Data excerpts

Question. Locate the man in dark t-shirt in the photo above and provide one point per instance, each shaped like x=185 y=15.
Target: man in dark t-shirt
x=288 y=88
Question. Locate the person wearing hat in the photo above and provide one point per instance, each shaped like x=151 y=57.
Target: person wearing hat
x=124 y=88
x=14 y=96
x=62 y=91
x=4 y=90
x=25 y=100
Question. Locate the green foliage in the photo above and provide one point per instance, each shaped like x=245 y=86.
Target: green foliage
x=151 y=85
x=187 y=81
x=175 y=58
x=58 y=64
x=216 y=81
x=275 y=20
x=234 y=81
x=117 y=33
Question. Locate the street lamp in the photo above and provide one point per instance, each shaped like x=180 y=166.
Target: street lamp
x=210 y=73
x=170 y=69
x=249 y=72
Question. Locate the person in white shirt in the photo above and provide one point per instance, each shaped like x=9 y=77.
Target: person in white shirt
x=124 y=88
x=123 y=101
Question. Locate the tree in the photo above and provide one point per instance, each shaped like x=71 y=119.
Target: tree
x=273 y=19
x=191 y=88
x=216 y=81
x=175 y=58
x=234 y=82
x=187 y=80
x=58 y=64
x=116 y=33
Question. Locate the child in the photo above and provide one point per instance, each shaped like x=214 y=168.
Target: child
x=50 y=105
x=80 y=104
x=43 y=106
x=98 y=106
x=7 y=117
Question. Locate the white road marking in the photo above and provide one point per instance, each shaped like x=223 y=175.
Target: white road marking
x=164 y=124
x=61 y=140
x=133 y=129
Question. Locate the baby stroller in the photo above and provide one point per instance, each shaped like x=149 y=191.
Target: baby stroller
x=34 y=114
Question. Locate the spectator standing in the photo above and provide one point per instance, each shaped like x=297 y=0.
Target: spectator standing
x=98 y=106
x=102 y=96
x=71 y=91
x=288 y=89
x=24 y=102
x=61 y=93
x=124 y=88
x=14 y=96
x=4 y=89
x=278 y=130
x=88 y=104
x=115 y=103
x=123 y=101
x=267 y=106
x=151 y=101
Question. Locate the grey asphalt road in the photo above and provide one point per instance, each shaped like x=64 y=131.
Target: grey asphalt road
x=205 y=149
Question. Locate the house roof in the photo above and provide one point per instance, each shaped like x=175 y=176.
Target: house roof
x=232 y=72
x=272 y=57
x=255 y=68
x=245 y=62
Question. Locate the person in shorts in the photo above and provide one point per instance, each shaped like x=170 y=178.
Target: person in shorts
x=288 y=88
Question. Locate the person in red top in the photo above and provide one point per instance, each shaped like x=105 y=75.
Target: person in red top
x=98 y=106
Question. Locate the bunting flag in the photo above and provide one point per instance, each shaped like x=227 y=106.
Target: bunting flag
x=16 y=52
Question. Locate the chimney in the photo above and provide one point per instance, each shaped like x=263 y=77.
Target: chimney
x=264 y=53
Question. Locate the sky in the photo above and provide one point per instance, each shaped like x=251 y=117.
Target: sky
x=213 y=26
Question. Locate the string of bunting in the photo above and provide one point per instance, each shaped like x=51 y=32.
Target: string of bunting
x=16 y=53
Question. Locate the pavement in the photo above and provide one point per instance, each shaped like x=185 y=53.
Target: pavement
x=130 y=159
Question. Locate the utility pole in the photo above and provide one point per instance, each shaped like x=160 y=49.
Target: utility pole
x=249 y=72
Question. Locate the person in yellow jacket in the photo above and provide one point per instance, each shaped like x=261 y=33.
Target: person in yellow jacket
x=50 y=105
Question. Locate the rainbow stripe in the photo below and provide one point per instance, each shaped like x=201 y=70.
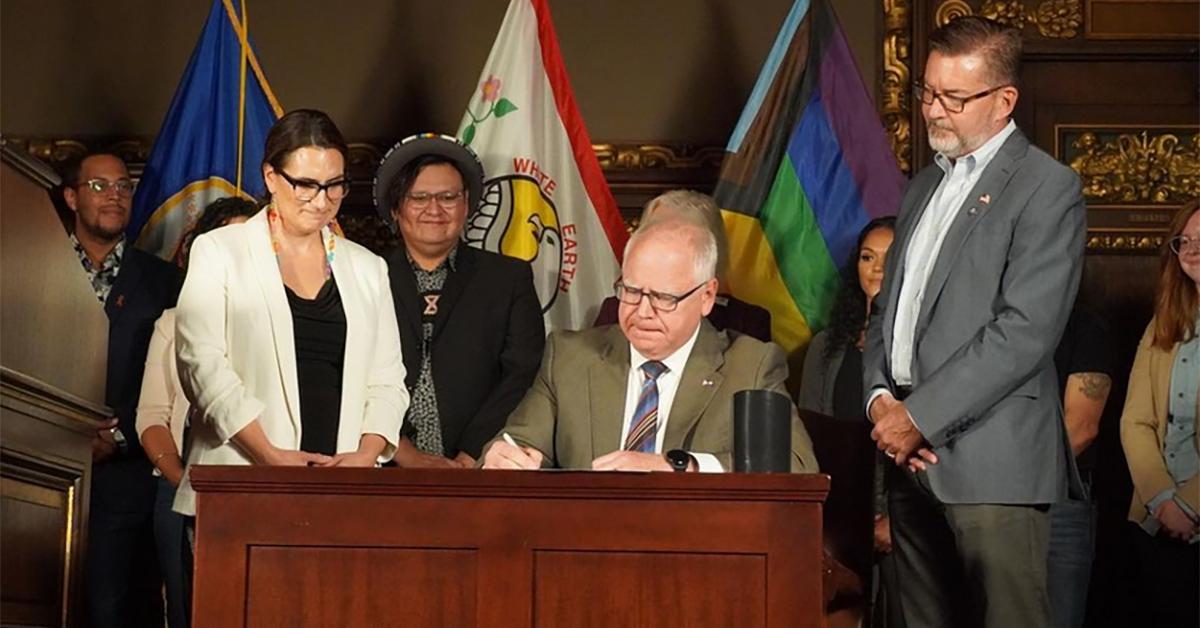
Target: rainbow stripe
x=807 y=167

§ WHAT IS REQUIRED
Write every entry out again exactly, images omitted.

§ YOUR SOLUTION
Question. Locate the man in dark t-shirt in the photo above and provide one point per instance, each shaped like x=185 y=15.
Target: man in dark t-shirt
x=288 y=88
Question. Locate the person wearing hat in the photo above and provide one point per instance, each shaped like x=151 y=57.
Target: person wearing hat
x=124 y=88
x=14 y=96
x=62 y=91
x=4 y=90
x=25 y=100
Question. Locate the green foliage in the photo above and provide one point per instance, each shaped like x=245 y=86.
Target: green foliage
x=151 y=85
x=187 y=81
x=175 y=58
x=58 y=64
x=216 y=81
x=275 y=20
x=234 y=81
x=117 y=33
Question. Locate the street lamp in the photo above and provide one point per instance, each shaped like x=180 y=166.
Target: street lamp
x=210 y=73
x=170 y=69
x=249 y=72
Question. Locate the person in white shirt in the photo above and provide one point per instance, each shaped like x=9 y=77.
Target: person in white shirt
x=124 y=88
x=123 y=101
Question. Locate the tree in the photo above and provide one point per instance, each shaped like x=71 y=119.
Target: tree
x=273 y=19
x=191 y=88
x=216 y=81
x=175 y=58
x=234 y=82
x=187 y=80
x=58 y=64
x=116 y=33
Question. Locate the child in the photo above and provide one point per instance, each shaped like x=214 y=168.
Target: child
x=50 y=105
x=80 y=104
x=43 y=106
x=98 y=106
x=7 y=117
Question. Locate the white road marking in the photo above and provide one point per instance, each shaped like x=223 y=175.
Target: white road marking
x=164 y=124
x=61 y=140
x=133 y=129
Question. Locate the baby stroller in the photo above and provide one point per instance, each shaped like x=149 y=191.
Target: baby stroller
x=34 y=114
Question. Locate the spectator standing in the photo above and provide one point per instance, each shaped like x=297 y=0.
Target: spectator standing
x=98 y=106
x=102 y=96
x=71 y=91
x=288 y=89
x=24 y=102
x=61 y=93
x=124 y=88
x=14 y=96
x=4 y=89
x=278 y=130
x=88 y=104
x=115 y=103
x=123 y=101
x=267 y=106
x=151 y=101
Question. Locate the grey asphalt road in the photo above and provide one point per instance, each shaped like x=64 y=131.
Target: grey asphalt road
x=205 y=149
Question. Locate the house roof in the photo above and provide one point per instance, each shaped like x=175 y=176.
Target: house roof
x=232 y=72
x=272 y=57
x=255 y=68
x=245 y=62
Question. Locate the person in shorts in the photo above and provide one point per instance, each shaped like x=170 y=178.
Target: person in shorts
x=288 y=88
Question. Locate the person in red top in the photo above and provide one point per instance, each shaped like x=105 y=75.
Target: person in red top
x=98 y=106
Question. Locate the bunting flag in the photo above and provide one point per instance, each shaped like x=227 y=106.
Target: bunting flag
x=16 y=52
Question. Locate the chimney in the photo above and provide one point per instance, each shaped like x=263 y=77.
Target: chimney
x=264 y=53
Question. Locate the sky in the photo above and provide one point per instance, each shaped like x=251 y=117.
Target: sky
x=213 y=26
Question. Locate the string of bunting in the photo above and provide one point per instance, each shaped like x=51 y=32.
Target: string of bunting
x=16 y=53
Question. Locate the pavement in the photo above and provide one point per instance, each shaped like x=185 y=53.
Target: pavement
x=130 y=159
Question. Locate the utility pole in the photo above and provide one point per instance, each shaped like x=160 y=49.
Target: utility pole
x=249 y=72
Question. Locate the person in yellow jacket in the photo above and provide one point per instance, each shaped like x=261 y=33.
Target: person in yellow jacket
x=50 y=105
Question. Locate the rainbow stripe in the photo below and provide one point per instance, each shaped like x=201 y=70.
Target: rainbow stripe
x=807 y=167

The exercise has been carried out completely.